(Coordinate annotation listing)
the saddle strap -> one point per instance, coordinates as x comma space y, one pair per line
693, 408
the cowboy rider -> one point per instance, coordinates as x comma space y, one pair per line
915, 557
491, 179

### Exercise details
Print the listing above again, reproducing every line without any change.

### Expected output
the saddle strap -> one point per instance, coordinates as x comma space y, one pair per line
693, 408
the cowboy rider -> one point per instance, coordinates as x comma space y, one pair per line
915, 557
491, 179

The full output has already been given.